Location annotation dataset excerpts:
· · · · ·

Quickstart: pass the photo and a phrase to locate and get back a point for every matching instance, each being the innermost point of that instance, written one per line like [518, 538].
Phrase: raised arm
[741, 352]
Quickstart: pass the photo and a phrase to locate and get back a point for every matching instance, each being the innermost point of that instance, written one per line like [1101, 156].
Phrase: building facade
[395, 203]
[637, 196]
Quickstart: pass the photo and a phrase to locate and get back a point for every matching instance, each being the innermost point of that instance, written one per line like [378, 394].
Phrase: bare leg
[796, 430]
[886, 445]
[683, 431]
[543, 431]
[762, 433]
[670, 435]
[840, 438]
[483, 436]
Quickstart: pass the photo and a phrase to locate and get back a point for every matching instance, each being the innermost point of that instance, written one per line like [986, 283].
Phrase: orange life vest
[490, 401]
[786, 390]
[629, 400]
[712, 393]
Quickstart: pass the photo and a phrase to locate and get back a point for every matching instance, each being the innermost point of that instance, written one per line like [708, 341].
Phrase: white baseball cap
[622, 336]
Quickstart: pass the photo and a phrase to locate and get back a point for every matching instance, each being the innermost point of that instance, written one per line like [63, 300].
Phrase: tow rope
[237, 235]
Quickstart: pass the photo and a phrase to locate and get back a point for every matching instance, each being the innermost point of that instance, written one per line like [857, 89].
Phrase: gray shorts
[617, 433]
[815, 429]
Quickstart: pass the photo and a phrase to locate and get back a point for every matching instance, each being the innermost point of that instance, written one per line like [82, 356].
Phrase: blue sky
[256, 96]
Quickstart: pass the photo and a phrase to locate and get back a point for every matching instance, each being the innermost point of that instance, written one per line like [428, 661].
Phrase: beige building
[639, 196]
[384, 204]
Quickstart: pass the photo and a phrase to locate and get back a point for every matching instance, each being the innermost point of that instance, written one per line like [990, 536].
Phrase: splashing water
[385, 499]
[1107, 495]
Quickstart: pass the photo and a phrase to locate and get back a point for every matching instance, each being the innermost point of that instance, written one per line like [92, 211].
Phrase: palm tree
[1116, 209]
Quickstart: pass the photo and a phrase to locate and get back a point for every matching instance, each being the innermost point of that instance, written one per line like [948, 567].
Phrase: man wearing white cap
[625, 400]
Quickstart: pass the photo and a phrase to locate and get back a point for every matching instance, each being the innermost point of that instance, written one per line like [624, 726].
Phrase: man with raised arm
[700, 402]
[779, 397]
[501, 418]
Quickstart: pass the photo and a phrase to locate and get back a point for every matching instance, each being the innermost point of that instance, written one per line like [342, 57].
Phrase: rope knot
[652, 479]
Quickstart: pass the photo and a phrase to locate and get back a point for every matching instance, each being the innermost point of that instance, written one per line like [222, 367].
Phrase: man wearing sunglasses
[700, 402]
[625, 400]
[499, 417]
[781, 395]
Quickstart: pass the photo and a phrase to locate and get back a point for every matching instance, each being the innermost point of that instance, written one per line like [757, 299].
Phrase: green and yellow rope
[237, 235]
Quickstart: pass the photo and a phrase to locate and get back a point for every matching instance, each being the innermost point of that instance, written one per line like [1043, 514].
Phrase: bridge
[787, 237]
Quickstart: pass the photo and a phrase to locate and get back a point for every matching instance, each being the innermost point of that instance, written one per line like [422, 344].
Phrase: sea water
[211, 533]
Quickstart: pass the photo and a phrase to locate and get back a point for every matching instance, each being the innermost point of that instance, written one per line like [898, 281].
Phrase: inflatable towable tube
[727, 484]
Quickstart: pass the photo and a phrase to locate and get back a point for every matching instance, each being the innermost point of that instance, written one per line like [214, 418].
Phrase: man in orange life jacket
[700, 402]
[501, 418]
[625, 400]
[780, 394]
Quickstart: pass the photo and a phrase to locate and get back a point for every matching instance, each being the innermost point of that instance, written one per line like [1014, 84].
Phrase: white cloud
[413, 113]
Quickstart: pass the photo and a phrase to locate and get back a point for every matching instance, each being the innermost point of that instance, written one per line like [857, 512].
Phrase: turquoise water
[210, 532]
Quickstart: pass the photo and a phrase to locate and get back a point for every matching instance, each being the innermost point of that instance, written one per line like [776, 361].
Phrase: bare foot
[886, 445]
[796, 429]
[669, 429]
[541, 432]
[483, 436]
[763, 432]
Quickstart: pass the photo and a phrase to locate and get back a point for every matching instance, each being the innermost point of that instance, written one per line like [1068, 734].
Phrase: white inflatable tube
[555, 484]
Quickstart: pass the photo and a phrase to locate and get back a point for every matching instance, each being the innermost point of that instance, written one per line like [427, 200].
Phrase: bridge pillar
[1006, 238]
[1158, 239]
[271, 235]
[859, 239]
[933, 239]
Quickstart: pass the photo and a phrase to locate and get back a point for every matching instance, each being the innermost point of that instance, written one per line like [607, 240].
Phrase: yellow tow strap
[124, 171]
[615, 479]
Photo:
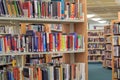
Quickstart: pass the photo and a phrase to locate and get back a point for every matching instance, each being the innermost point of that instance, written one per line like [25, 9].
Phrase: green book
[39, 9]
[16, 9]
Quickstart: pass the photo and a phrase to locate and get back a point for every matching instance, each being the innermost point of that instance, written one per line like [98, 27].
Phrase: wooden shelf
[100, 30]
[96, 42]
[95, 37]
[95, 61]
[2, 64]
[37, 20]
[95, 54]
[95, 48]
[108, 42]
[116, 34]
[30, 53]
[108, 34]
[108, 50]
[108, 58]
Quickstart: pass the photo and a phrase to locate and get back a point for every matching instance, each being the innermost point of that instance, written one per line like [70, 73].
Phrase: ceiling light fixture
[90, 15]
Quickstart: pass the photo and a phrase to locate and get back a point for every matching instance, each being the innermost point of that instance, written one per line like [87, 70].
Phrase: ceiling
[105, 9]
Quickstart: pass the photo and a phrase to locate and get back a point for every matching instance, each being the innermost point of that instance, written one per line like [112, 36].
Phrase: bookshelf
[70, 24]
[115, 56]
[107, 63]
[95, 45]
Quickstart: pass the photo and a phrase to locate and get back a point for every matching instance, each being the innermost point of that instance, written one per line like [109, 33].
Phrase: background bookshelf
[95, 45]
[108, 47]
[32, 13]
[116, 47]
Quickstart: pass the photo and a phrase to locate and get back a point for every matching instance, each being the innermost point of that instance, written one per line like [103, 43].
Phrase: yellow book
[13, 8]
[9, 7]
[61, 72]
[62, 45]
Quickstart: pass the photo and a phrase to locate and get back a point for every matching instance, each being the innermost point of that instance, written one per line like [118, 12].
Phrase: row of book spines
[116, 50]
[116, 40]
[5, 59]
[46, 42]
[116, 29]
[62, 72]
[41, 9]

· · · · ·

_Exercise_. Could you arrange every line of the records above as a Markdown table with the columns "Row" and "Line", numbering each line and skipping any blank ones? Leave the pictures out.

_Result for this exercise_.
| Row | Line |
|---|---|
| 1 | Quickstart: pass the photo and a phrase to locate and get back a point for every matching instance, each being the innermost point of that instance, written one per line like [518, 538]. |
| 2 | Phrase: raised arm |
| 3 | [741, 352] |
| 4 | Quickstart: pass the photo and a phrase to locate and get back a point for every matching instance, each being the innermost point of that instance, written one per line like [1101, 156]. |
| 5 | Phrase: building facade |
| 6 | [395, 203] |
| 7 | [637, 196] |
| 8 | Quickstart: pass the photo and a phrase to locate and get back a point for every matching instance, each being the innermost point of that instance, written one per line like [378, 394]. |
| 9 | Phrase: bare leg |
| 10 | [796, 430] |
| 11 | [886, 445] |
| 12 | [683, 431] |
| 13 | [543, 431] |
| 14 | [762, 433] |
| 15 | [670, 435] |
| 16 | [840, 438] |
| 17 | [483, 436] |
| 18 | Quickstart: pass the photo and a phrase to locate and get back a point for every matching instance, each being the innermost point of that instance, written one per line like [986, 283]. |
| 19 | Phrase: orange life vest |
| 20 | [490, 401] |
| 21 | [786, 390] |
| 22 | [629, 400] |
| 23 | [712, 393] |
| 24 | Quickstart: pass the photo and a phrase to locate and get back a point for every matching instance, each being the innermost point of that instance, written one per line like [708, 341]. |
| 25 | Phrase: white baseball cap |
| 26 | [622, 336] |
| 27 | Quickstart: pass the photo and a phrase to locate and get back a point for every matching instance, each being the innermost point of that instance, written one per line like [63, 300]. |
| 28 | Phrase: tow rope |
| 29 | [237, 235] |
| 30 | Quickstart: pass the photo and a phrase to locate and get back a point for every matching instance, each being the innermost point of that instance, written one per line like [857, 89]. |
| 31 | Phrase: gray shorts |
| 32 | [617, 433] |
| 33 | [815, 429] |
| 34 | Quickstart: pass the photo and a phrase to locate and get back a point for every matching instance, each being the innermost point of that instance, written one per line like [82, 356]. |
| 35 | Phrase: blue sky |
| 36 | [256, 96] |
| 37 | Quickstart: pass the photo and a phrase to locate and get back a point for every matching instance, each being the innermost point of that instance, written one per line like [428, 661]. |
| 38 | Phrase: beige building |
| 39 | [639, 196] |
| 40 | [384, 204] |
| 41 | Quickstart: pass the photo and a phrase to locate and get back a point for every matching instance, each being the innermost point of that instance, written one per line like [990, 536]. |
| 42 | Phrase: splashing water |
| 43 | [385, 499] |
| 44 | [1107, 495] |
| 45 | Quickstart: pass the photo and a phrase to locate and get back a point for every matching instance, each being the innermost point of that instance, written one per line like [92, 211]. |
| 46 | Phrase: palm tree |
| 47 | [1116, 209] |
| 48 | Quickstart: pass the photo and a phrase to locate and get back a point for every matching instance, each being the innermost point of that instance, written one per line like [948, 567]. |
| 49 | Phrase: man wearing white cap |
| 50 | [625, 400] |
| 51 | Quickstart: pass the photo and a phrase to locate and get back a point for every matching instance, each being the innermost point of that instance, written one per line like [624, 726]. |
| 52 | Phrase: man with raised arm |
| 53 | [700, 402] |
| 54 | [779, 397] |
| 55 | [501, 418] |
| 56 | Quickstart: pass the photo and a phrase to locate and get back a point for every matching instance, each being the innermost point of that instance, written one per line like [342, 57]. |
| 57 | Phrase: rope knot |
| 58 | [652, 479] |
| 59 | Quickstart: pass the photo and a phrase to locate and get back a point for every matching instance, each being the innermost point of that instance, written one per line like [222, 367]. |
| 60 | Phrase: man wearing sunglasses |
| 61 | [700, 402] |
| 62 | [625, 400] |
| 63 | [499, 417] |
| 64 | [781, 395] |
| 65 | Quickstart: pass the photo and a phrase to locate and get back a point for every matching instance, each being the innermost point of that instance, written one per line like [757, 299]. |
| 66 | Phrase: green and yellow rope |
| 67 | [237, 235] |
| 68 | Quickstart: pass the photo and a phrase to locate and get back a point for every matching instance, each being the innermost point of that instance, written one per line like [1043, 514]. |
| 69 | Phrase: bridge |
| 70 | [787, 237] |
| 71 | Quickstart: pass the photo and a phrase to locate and get back a point for every matching instance, each being the innermost point of that instance, written one per line like [422, 344]. |
| 72 | Phrase: sea water |
| 73 | [211, 533] |
| 74 | Quickstart: pass the photo and a phrase to locate and get back a point for every matching instance, each being the innermost point of that instance, written one per line like [898, 281]. |
| 75 | Phrase: inflatable towable tube |
| 76 | [727, 484] |
| 77 | Quickstart: pass the photo and a phrase to locate and get back a point for every matching instance, each being the innermost point of that instance, written one per line like [214, 418]. |
| 78 | Phrase: man in orange life jacket |
| 79 | [700, 402] |
| 80 | [501, 418] |
| 81 | [625, 400] |
| 82 | [780, 394] |
| 83 | Quickstart: pass the photo and a phrase to locate and get back a point for every matching instance, each being the innermost point of that instance, written one per line like [1014, 84]. |
| 84 | Phrase: white cloud |
| 85 | [413, 113] |
| 86 | Quickstart: pass the photo and a phrase to locate and get back a point for every matching instance, each being the innermost point of that instance, written one per line like [857, 512]. |
| 87 | Phrase: turquoise water |
| 88 | [210, 532] |
| 89 | Quickstart: pass the photo and a phrase to locate and get back a point for every matching instance, each being the innermost point of that instance, written one per line like [776, 361]. |
| 90 | Phrase: bare foot |
| 91 | [886, 445] |
| 92 | [796, 429] |
| 93 | [669, 429] |
| 94 | [541, 432] |
| 95 | [483, 436] |
| 96 | [763, 432] |
| 97 | Quickstart: pass the photo and a phrase to locate and get back a point for every matching instance, each being the innermost point of that instance, written one per line like [1068, 734]. |
| 98 | Phrase: white inflatable tube |
| 99 | [555, 484] |
| 100 | Quickstart: pass the photo and a phrase to locate and get back a point for every matching instance, each being the innermost point of that instance, written one per line like [427, 200]. |
| 101 | Phrase: bridge pillar |
| 102 | [1006, 238] |
| 103 | [1158, 239] |
| 104 | [271, 235] |
| 105 | [859, 239] |
| 106 | [933, 239] |
| 107 | Quickstart: pass the photo and a phrase to locate and get back a point for every matching instance, each being the innermost point of that instance, written one per line like [607, 240]. |
| 108 | Phrase: yellow tow strap |
| 109 | [124, 171] |
| 110 | [615, 479] |
| 111 | Photo: |
| 112 | Quickstart: pass the photo and a phrase to locate and get back a point for every matching instance, each being the innermost point of that instance, written one per line like [25, 9]. |
| 113 | Phrase: green book |
| 114 | [39, 9] |
| 115 | [16, 9] |
| 116 | Quickstart: pass the photo and a phrase to locate and get back a point for every matching instance, each being the innermost point of that instance, written one per line like [98, 27]. |
| 117 | Phrase: wooden shelf |
| 118 | [100, 30] |
| 119 | [96, 42] |
| 120 | [95, 37] |
| 121 | [95, 61] |
| 122 | [2, 64] |
| 123 | [37, 20] |
| 124 | [95, 54] |
| 125 | [95, 48] |
| 126 | [108, 42] |
| 127 | [116, 34] |
| 128 | [30, 53] |
| 129 | [108, 34] |
| 130 | [108, 50] |
| 131 | [108, 58] |
| 132 | Quickstart: pass the photo and a phrase to locate and get back a point for every matching instance, each being the innermost point of that instance, written one per line like [70, 73]. |
| 133 | Phrase: ceiling light fixture |
| 134 | [90, 15] |
| 135 | Quickstart: pass the photo and a phrase to locate and get back a point for every matching instance, each being the innermost point of that instance, written one per line like [87, 70]. |
| 136 | Phrase: ceiling |
| 137 | [105, 9] |
| 138 | Quickstart: pass the photo and a phrase to locate and get back a point for every matching instance, each being the innermost point of that instance, written one per line like [112, 36]. |
| 139 | Phrase: bookshelf |
| 140 | [70, 24] |
| 141 | [115, 56] |
| 142 | [107, 63] |
| 143 | [95, 45] |
| 144 | Quickstart: pass the photo and a phrase to locate and get back a point for every matching instance, each being the innermost point of that instance, written one per line like [109, 33]. |
| 145 | Phrase: background bookshelf |
| 146 | [95, 45] |
| 147 | [108, 47] |
| 148 | [32, 13] |
| 149 | [116, 47] |
| 150 | Quickstart: pass the photo and a phrase to locate and get back a point for every matching instance, each being the innermost point of that instance, written one per line like [103, 43]. |
| 151 | Phrase: yellow book |
| 152 | [13, 8] |
| 153 | [9, 7] |
| 154 | [61, 72] |
| 155 | [62, 45] |
| 156 | Quickstart: pass the photo and a phrase to locate and get back a point for every matching instance, each being the innermost point of that instance, written one per line like [118, 12]. |
| 157 | Phrase: row of book spines |
| 158 | [116, 50] |
| 159 | [116, 40] |
| 160 | [5, 59] |
| 161 | [46, 42] |
| 162 | [116, 29] |
| 163 | [62, 72] |
| 164 | [41, 9] |